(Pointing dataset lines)
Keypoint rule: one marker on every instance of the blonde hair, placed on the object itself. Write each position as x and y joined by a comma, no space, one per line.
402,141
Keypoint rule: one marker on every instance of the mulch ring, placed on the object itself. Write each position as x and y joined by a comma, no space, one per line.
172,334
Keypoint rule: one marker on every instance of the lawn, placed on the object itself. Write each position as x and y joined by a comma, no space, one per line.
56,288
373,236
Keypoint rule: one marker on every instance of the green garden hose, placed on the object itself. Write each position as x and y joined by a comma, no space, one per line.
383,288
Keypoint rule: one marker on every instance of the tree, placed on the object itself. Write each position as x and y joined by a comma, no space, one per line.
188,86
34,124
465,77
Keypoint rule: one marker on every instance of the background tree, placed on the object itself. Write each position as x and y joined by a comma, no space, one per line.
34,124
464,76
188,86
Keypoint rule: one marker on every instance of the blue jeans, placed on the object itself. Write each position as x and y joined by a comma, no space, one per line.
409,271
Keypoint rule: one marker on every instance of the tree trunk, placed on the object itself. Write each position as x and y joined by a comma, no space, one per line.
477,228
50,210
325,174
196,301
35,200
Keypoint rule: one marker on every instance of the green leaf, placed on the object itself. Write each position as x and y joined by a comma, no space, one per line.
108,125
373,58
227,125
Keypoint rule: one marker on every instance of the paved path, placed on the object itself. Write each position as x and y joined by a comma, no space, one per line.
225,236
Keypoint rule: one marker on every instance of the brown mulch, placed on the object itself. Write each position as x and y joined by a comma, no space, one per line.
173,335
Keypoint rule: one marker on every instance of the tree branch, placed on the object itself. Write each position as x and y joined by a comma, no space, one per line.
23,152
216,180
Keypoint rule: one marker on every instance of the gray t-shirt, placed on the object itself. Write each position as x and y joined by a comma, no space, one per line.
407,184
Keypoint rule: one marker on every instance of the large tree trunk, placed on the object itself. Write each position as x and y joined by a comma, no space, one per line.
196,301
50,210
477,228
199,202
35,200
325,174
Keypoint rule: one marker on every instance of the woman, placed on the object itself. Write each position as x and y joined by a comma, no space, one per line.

WRITTEN PROBLEM.
Rename "marker" to "dot" in everything from the line containing "Keypoint rule: one marker on every instance of the large" down to the last line, keeping all else the same. Return only those lines.

FULL RESPONSE.
Keypoint rule: one dot on every instance of the large tree trunk, placed on the object itself. Write each position as x and y joined by a comma, no space, one per line.
196,301
50,210
477,228
199,202
35,200
325,174
Keypoint rule: one dot on every instance of the woman, placed on the object itself. Write each position as x and y joined by a comma, no space, one per line.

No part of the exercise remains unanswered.